### [TEXT TO READ]
Fake it till you make it

The teenage years are a rough time for most people. Finding your identity, adapting to changing relationships, navigating a rollercoaster of emotions while trying to figure out who you are and where you fit in the world.

Imagine juggling this, while dealing with all the responsibilities an adult carries.

Housing, finances, grocery shopping, cooking, laundry, cleaning, and daily bus and train commutes to school all on your own.

In 2016, this was the reality for 15-year-old Natalia Hogan.

Unbeknownst to her peers and teachers at St Paul’s Catholic College Booragul, Natalia found herself at risk of homelessness.

“During the time, I pretended like I lived a normal, perfect life in front of most people. I really didn’t talk about the reality,” Natalia said.

“Looking back on it, I was just living in survival mode. There was never any question how I was going to manage everything that I had on my plate. I just knew that’s what I needed to do.”

After stints living with other families, Natalia started living independently via a student accommodation program, Youth Allowance and Rental Assistance enabled her to support herself financially.

When asked how her mental state was following this move, Natalia said she was "stoked".

“It was really exciting because I finally had a stable place to call home,” Natalia said.

“When I got the place, it felt like I could start opening up about my circumstances and I was amazed by the support I received.”

“St Paul's was such a supportive environment. And I think if I had gone to a different school, I don't know, it could have completely changed my outcome.”

### [COLLECTED DATA]

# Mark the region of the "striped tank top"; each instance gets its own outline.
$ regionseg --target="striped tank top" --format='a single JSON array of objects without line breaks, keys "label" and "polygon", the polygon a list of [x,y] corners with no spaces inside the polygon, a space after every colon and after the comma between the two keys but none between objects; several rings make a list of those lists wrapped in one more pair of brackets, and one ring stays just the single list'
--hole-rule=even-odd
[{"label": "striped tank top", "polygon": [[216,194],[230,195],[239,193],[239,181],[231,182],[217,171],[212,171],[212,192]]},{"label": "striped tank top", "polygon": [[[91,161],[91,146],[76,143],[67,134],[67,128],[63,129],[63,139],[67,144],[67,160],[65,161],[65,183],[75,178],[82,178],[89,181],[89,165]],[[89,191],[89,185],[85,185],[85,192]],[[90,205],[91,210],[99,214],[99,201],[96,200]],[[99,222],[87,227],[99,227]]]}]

### [TO DO]
A. In the account of Natalia Hogan, rewrite the passage from "In 2016, this" to "risk of homelessness.", substituting "classmates" for "peers".
B. List every adult responsibility that the account of Natalia Hogan names as something she handled on her own.
C. Extend the account of Natalia Hogan, picking up after its last sentence.
The data have no connection to the account of Natalia Hogan.

### [SOLVED PROBLEMS]
A.
In 2016, this was the reality for 15-year-old Natalia Hogan.

Unbeknownst to her classmates and teachers at St Paul’s Catholic College Booragul, Natalia found herself at risk of homelessness.

B.
- Housing
- Finances
- Grocery shopping
- Cooking
- Laundry
- Cleaning
- Daily bus and train commutes to school

C.
Natalia said thinking about that 15-year-old girl who was forced to become self-reliant prematurely, made her emotional but proud.

“I would tell that young girl that you're doing so well and that you aren't alone, and that you are so loved.

“It's just crazy to see the difference from her to where I am now,” she said.

Natalia graduated from St Paul’s in 2018. She immediately moved to London for a gap year before returning to Australia to study physiotherapy at the University of Newcastle.

While studying she has worked to raise the public's awareness of youth homelessness and the crucial role charitable organisations play in supporting people to turn their lives around.

She has run marathons to raise money and often speaks at public events. As a result of her efforts to help others overcome adversity, as she did, Natalia was awarded the Ma and Morley scholarship by the University of Newcastle.

Now in the third year of her degree, Natalia has expanded her community and built a new family by leaning into her passions, ultra running and CrossFit.

At the time of interviewing, she had just come second in her age group at the Newcastle Marathon.

“I’m so, so lucky. I have so many friends and family who are just incredible,” Natalia said.

“I’ve found amazing community and a bonus to it all is I’ve found a way to push myself mentally. I’ve found this power in my mentality that I’ve got from my childhood.”

Reflecting on what has gotten her through her hardest days, Natalia said it came down to her energy.

“I love to be smiling and laughing and busy. I think if I wasn’t that way, things may have been different,” she said.

Really, it’s fake it till you make it. Leaning into being energetic and happy is a better way to cope than feeling lousy.”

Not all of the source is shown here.